(Records from a dataset)
----

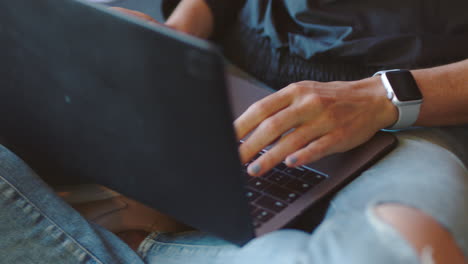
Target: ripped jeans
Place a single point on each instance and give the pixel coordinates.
(38, 227)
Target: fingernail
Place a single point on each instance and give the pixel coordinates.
(254, 168)
(291, 160)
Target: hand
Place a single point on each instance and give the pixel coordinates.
(321, 118)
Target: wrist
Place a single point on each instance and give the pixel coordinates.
(385, 112)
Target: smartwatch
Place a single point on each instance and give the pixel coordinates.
(404, 93)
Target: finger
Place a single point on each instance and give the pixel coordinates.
(135, 14)
(268, 132)
(287, 145)
(260, 111)
(317, 149)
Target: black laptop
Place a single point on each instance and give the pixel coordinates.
(90, 94)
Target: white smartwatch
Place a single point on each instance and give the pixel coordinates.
(404, 93)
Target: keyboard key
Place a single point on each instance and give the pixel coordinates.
(281, 166)
(281, 193)
(313, 178)
(271, 204)
(252, 195)
(258, 183)
(257, 224)
(298, 186)
(297, 172)
(278, 178)
(262, 215)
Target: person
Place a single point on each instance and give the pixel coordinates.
(408, 208)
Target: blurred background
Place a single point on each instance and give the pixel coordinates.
(150, 7)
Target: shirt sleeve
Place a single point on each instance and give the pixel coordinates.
(224, 12)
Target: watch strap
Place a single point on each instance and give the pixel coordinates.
(407, 113)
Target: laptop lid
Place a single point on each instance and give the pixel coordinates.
(94, 94)
(144, 110)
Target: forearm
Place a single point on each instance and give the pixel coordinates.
(445, 91)
(193, 17)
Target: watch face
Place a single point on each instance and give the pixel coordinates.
(404, 86)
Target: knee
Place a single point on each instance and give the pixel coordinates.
(432, 242)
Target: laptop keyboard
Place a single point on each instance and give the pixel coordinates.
(276, 189)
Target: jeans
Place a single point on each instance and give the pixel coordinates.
(423, 172)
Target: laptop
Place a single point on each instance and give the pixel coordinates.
(90, 94)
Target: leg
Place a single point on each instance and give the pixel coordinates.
(431, 241)
(38, 227)
(421, 191)
(418, 174)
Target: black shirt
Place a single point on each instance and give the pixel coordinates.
(408, 33)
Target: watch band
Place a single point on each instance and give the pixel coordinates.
(408, 112)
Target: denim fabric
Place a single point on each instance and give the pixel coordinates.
(419, 173)
(38, 227)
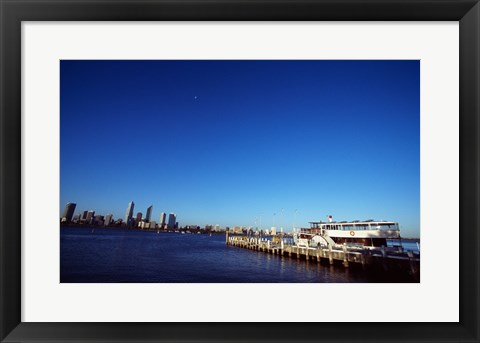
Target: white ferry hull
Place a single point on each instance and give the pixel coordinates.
(388, 234)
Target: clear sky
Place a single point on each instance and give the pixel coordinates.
(253, 143)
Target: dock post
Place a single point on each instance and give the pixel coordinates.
(345, 260)
(413, 266)
(362, 258)
(384, 258)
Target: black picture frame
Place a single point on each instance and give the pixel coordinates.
(13, 12)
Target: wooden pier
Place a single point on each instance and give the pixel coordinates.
(383, 257)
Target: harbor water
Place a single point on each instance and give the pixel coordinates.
(99, 255)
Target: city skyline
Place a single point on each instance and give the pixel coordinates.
(235, 142)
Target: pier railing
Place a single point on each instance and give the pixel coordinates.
(383, 257)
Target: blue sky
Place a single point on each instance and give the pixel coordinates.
(235, 142)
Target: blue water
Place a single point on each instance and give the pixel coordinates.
(120, 255)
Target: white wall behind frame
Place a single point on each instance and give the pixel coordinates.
(45, 44)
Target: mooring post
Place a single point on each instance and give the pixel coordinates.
(384, 258)
(345, 260)
(413, 265)
(362, 258)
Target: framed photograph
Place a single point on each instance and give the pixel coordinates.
(239, 171)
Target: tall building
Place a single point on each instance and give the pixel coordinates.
(149, 214)
(108, 219)
(90, 216)
(172, 218)
(162, 219)
(68, 212)
(129, 213)
(84, 216)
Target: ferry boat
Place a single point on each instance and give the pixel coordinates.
(362, 234)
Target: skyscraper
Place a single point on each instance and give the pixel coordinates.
(68, 212)
(90, 216)
(172, 218)
(129, 213)
(149, 214)
(108, 219)
(162, 219)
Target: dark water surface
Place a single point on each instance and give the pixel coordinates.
(120, 255)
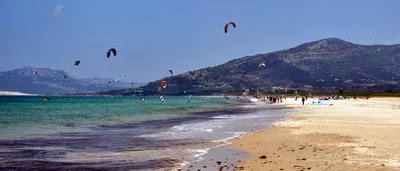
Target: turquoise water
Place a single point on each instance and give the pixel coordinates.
(27, 116)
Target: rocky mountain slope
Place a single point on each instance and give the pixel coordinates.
(323, 64)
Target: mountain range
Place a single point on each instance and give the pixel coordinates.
(52, 82)
(321, 65)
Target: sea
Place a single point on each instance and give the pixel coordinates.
(123, 133)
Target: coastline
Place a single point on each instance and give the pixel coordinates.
(224, 156)
(349, 135)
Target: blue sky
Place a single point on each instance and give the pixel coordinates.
(154, 36)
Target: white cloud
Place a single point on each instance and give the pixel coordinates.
(57, 10)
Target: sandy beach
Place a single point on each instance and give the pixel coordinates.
(348, 135)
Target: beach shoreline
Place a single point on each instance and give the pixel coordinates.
(224, 156)
(348, 135)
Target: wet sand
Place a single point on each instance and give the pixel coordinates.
(349, 135)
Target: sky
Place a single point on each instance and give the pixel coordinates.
(154, 36)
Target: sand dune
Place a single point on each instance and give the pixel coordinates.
(349, 135)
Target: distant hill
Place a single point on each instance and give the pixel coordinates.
(322, 65)
(49, 81)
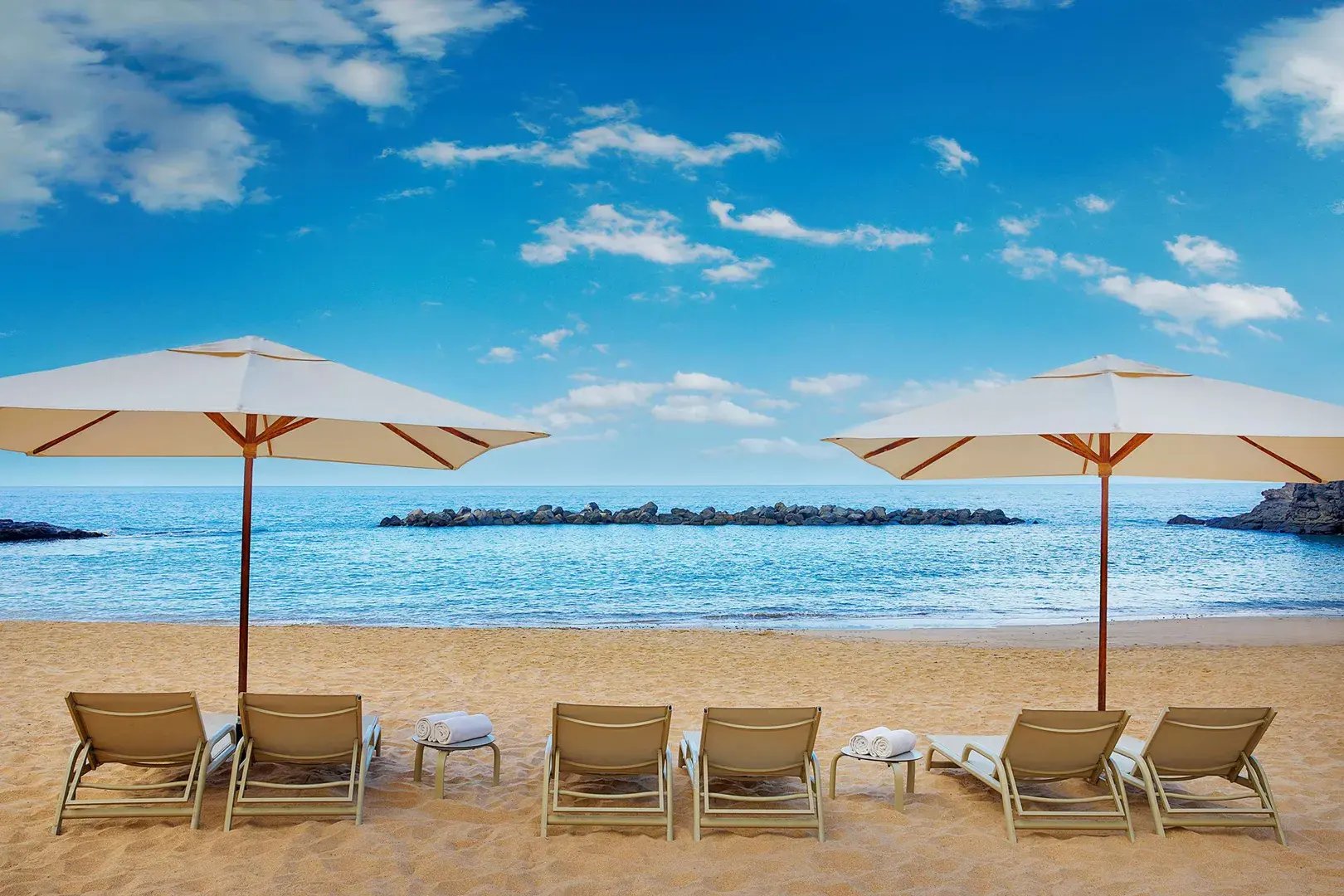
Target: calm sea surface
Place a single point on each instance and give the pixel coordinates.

----

TRY IT
Copy the records shown above in their entirety and exactly; images are to be left out.

RESULT OF THIS TASK
Target: ripped jeans
Place a single point on each instance and give the pixel coordinates.
(38, 227)
Target: fingernail
Place a single point on each instance and give the pixel coordinates.
(254, 168)
(291, 160)
Target: hand
Place a single point on each instance and give the pixel coordinates.
(321, 118)
Target: wrist
Place a single point on each instance and give the pixel coordinates.
(385, 112)
Target: smartwatch
Place a single point on each instance and give the pixel coordinates.
(404, 93)
Target: finger
Place a single point on each instance and give the pixel coordinates.
(135, 14)
(268, 132)
(287, 145)
(260, 111)
(317, 149)
Target: black laptop
Place a single point on each instance and give the pixel coordinates.
(90, 94)
Target: white smartwatch
Place a single point on each instance and give the pixel coordinates.
(404, 93)
Target: keyboard key
Place a single point on each instance and give the pixel coordinates.
(281, 166)
(281, 193)
(313, 178)
(271, 204)
(252, 195)
(258, 183)
(257, 224)
(298, 186)
(297, 172)
(278, 178)
(262, 215)
Target: person
Place a single point on each instance and give the pixel coordinates.
(408, 208)
Target: blurred background
Place a single point on each instance and give the pixel coordinates.
(150, 7)
Target: shirt sleeve
Place a single point on each instance and give the pixel coordinates.
(224, 12)
Target: watch strap
Place a single point on each instance and give the pixel coordinates.
(407, 113)
Target: laptop lid
Place a single point on each instance and give the pixel coordinates.
(94, 94)
(144, 110)
Target: forearm
Place a single point on each instance and give the pixel coordinates.
(445, 91)
(193, 17)
Target: watch face
Place a single point on each instance and give the pixel coordinates.
(404, 86)
Target: knee
Place a single point on each instance and give the pixel coordinates.
(432, 242)
Target: laptop keyboard
Place a single point on each instance and give the pixel coordinates.
(276, 189)
Target: jeans
Place a single point on each instance and give the pixel coordinates.
(423, 172)
Target: laptop
Place a single point on each instance and give the pixel coordinates.
(90, 94)
Target: leg
Place a single point on each instance and give the pixel coordinates.
(431, 241)
(38, 227)
(421, 191)
(418, 174)
Target: black shirt
Place a single point on each instance and give the pixel coordinates.
(408, 33)
Target: watch band
Place a single point on each instance and give the pixel coordinates.
(408, 112)
Target: denim fabric
Place a single point on each instance and give the pixel coordinates.
(419, 173)
(38, 227)
Target: white ferry hull
Place a single point on each instance and give the pixel coordinates.
(388, 234)
Target: clear sky
Place a single point on each instance and give the pixel coordinates.
(253, 143)
Target: dock post
Place a single point on each instance and give the pixel coordinates.
(345, 260)
(413, 266)
(362, 258)
(384, 258)
Target: black picture frame
Place a single point on each instance and give the pixel coordinates.
(13, 12)
Target: wooden pier
Place a single point on each instance and give the pixel coordinates.
(383, 257)
Target: harbor water
Place a single point on each instance and give the pixel coordinates.
(99, 255)
Target: city skyline
Place a single point on each instance and give the pixel coordinates.
(235, 142)
Target: pier railing
Place a single point on each instance and give the pixel coordinates.
(383, 257)
Target: blue sky
Place a single point on each instance and give the pixel coordinates.
(235, 142)
Target: blue water
Place a single point on each instance and give the pixel coordinates.
(120, 255)
Target: white wall behind frame
Place a single point on each instance and give the pixel coordinates.
(45, 44)
Target: mooring post
Place a single point on each instance and give the pixel coordinates.
(384, 258)
(345, 260)
(413, 265)
(362, 258)
Target: framed photograph
Place a single point on each instance and give the pixel coordinates.
(239, 171)
Target: tall building
Place a single point on each instance and give the pixel coordinates.
(149, 214)
(108, 219)
(90, 216)
(172, 218)
(162, 219)
(68, 212)
(129, 213)
(84, 216)
Target: ferry boat
Place a single point on each instance and give the pixel coordinates.
(362, 234)
Target: skyscraper
Place a single point on each instance and give the pixel coordinates.
(68, 212)
(90, 216)
(172, 218)
(129, 213)
(149, 214)
(108, 219)
(162, 219)
Target: dark water surface
Place a single point on each instance and give the pixel coordinates.
(120, 255)
Target: turquoise water
Place a single point on each instance and give the pixel coordinates.
(27, 116)
Target: rocky mountain slope
Place a single point on each instance and give the pixel coordinates.
(323, 64)
Target: mountain range
Place a single point on each instance and give the pixel coordinates.
(52, 82)
(321, 65)
Target: sea
Place a single point on each instance and give the pixel coordinates.
(123, 133)
Target: coastline
Place a single point on each instance and give the pixel coordinates.
(224, 156)
(349, 135)
Target: blue sky
Place a single point on each instance and give the pixel coordinates.
(154, 36)
Target: white cloud
Place a single point on each instance and give the pixel coordinates.
(57, 10)
Target: sandy beach
Place a single point on each instance and give the pixel coordinates.
(348, 135)
Target: beach shoreline
Place a single point on each instance and give the pixel coordinates.
(224, 156)
(348, 135)
Target: wet sand
Place a single point on each instance and give the pixel coordinates.
(349, 135)
Target: sky
Place a single point on each instance and give the pixel coordinates.
(154, 36)
Target: sand dune
Place a single point on each instance and give the pixel coordinates.
(349, 135)
Target: distant hill
Place a single point on each instance and give the pixel coordinates.
(322, 65)
(49, 81)
Target: calm sea surface
Place a single point on each instance and give the pixel coordinates.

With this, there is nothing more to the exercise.